On September 1, 2007, news outlets reported on a hearing of Sgt. Sanick Dela Cruz, a subordinate of Wuterich at the time of the Haditha incident, in which Dela Cruz testified against Wuterich. Specifically, Cruz stated under oath that Wuterich shot five Iraqi men who appeared to be unarmed bystanders at the scene just seconds after the roadside bomb exploded and subsequently told Cruz to falsely state that the men were running away, behavior that would have justified firing on them under the Marines' operative rules of engagement. Cruz also testified that Wuterich had said to him just one week earlier that "If we ever get hit [by an IED] again, we should kill everybody in that vicinity...so to teach them a lesson."

In September 2008, District Judge Rosemary M. Collyer denied a motion to dismiss the suit and ordered Murtha to give a deposition in the case. However, on April 14, 2009, a three-judge panel of the U.S. Court of Appeals for the District of Columbia Circuit overturned the order and dismissed the suit, ruling that the suit was barred by the Federal Employees Liability Reform and Tort Compensation Act of 1988 (Westfall Act), which protects federal employees from being sued personally for actions done in the course of their official duties.

- [Data for analysis]
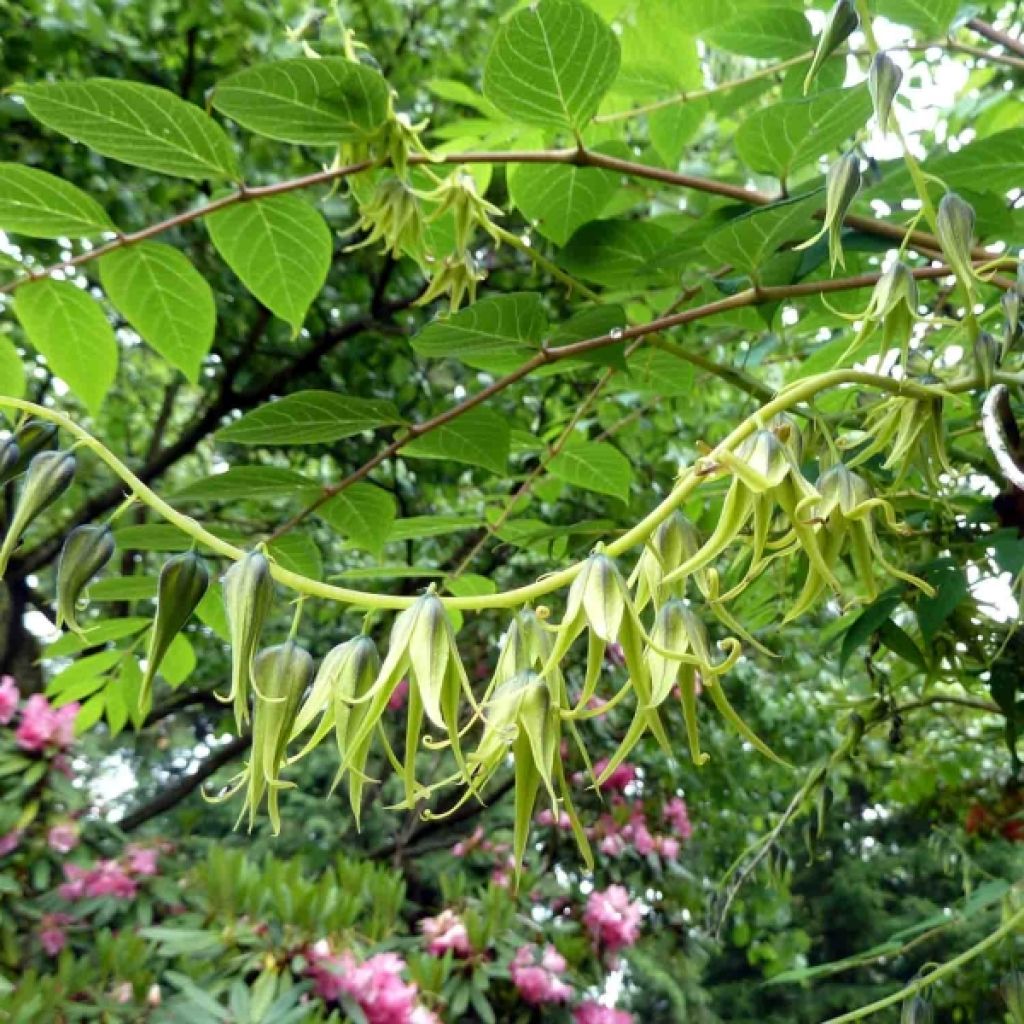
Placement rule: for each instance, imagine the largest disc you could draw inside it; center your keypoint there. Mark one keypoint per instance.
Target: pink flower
(594, 1013)
(611, 919)
(539, 983)
(678, 816)
(8, 698)
(398, 696)
(105, 879)
(443, 933)
(619, 779)
(51, 934)
(62, 838)
(43, 726)
(8, 843)
(141, 859)
(376, 985)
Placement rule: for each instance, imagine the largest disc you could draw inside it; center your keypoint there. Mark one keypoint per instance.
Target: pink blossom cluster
(627, 826)
(445, 932)
(594, 1013)
(537, 978)
(110, 878)
(42, 726)
(612, 919)
(376, 985)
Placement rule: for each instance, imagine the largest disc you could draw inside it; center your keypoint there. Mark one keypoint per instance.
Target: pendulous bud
(48, 477)
(31, 438)
(183, 581)
(840, 25)
(85, 552)
(248, 596)
(954, 225)
(884, 79)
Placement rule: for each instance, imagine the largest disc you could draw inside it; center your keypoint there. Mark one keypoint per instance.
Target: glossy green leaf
(764, 32)
(558, 199)
(43, 206)
(749, 241)
(67, 326)
(551, 64)
(594, 466)
(137, 124)
(310, 418)
(496, 334)
(166, 299)
(479, 437)
(363, 513)
(255, 482)
(314, 101)
(280, 248)
(780, 138)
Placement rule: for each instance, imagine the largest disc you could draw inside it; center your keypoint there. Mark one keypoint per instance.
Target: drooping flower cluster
(375, 984)
(536, 974)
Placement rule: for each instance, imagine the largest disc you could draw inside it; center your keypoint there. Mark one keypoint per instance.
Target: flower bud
(842, 185)
(954, 225)
(9, 459)
(85, 552)
(884, 78)
(840, 25)
(182, 583)
(31, 438)
(248, 596)
(280, 677)
(48, 477)
(916, 1010)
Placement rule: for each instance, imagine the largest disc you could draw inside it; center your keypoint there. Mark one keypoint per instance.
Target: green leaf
(313, 101)
(417, 526)
(784, 136)
(249, 482)
(766, 32)
(748, 241)
(298, 552)
(657, 372)
(931, 17)
(280, 248)
(141, 125)
(11, 370)
(43, 206)
(551, 64)
(67, 326)
(496, 334)
(166, 299)
(594, 466)
(479, 437)
(310, 418)
(617, 253)
(558, 198)
(363, 513)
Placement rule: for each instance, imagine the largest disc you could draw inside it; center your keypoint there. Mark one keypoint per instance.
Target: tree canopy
(511, 512)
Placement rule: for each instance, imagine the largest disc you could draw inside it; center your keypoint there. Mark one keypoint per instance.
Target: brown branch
(187, 784)
(996, 36)
(577, 157)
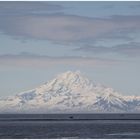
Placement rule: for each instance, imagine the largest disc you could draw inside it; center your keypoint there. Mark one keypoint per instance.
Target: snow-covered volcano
(70, 92)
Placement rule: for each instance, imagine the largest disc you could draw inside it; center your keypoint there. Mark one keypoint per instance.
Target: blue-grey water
(70, 126)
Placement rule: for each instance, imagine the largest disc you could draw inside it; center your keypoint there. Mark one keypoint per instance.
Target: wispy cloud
(21, 8)
(129, 49)
(66, 28)
(32, 60)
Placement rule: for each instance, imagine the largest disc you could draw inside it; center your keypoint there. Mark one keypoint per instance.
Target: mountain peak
(73, 78)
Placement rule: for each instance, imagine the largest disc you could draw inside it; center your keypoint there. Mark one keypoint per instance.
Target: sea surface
(45, 126)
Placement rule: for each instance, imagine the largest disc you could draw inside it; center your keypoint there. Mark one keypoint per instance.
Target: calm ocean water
(35, 126)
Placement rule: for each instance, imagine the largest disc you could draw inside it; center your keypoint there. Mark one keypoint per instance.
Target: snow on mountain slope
(69, 92)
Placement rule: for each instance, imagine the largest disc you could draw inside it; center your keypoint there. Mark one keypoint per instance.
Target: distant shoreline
(65, 117)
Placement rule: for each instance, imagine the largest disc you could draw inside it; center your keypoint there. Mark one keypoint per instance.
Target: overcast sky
(39, 40)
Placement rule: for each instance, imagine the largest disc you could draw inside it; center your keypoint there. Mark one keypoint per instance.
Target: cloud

- [What to do] Copy the Wuterich case text word for word, starting at "In September 2008, District" and ending at "their official duties.".

- [Problem solution]
In September 2008, District Judge Rosemary M. Collyer denied a motion to dismiss the suit and ordered Murtha to give a deposition in the case. However, on April 14, 2009, a three-judge panel of the U.S. Court of Appeals for the District of Columbia Circuit overturned the order and dismissed the suit, ruling that the suit was barred by the Federal Employees Liability Reform and Tort Compensation Act of 1988 (Westfall Act), which protects federal employees from being sued personally for actions done in the course of their official duties.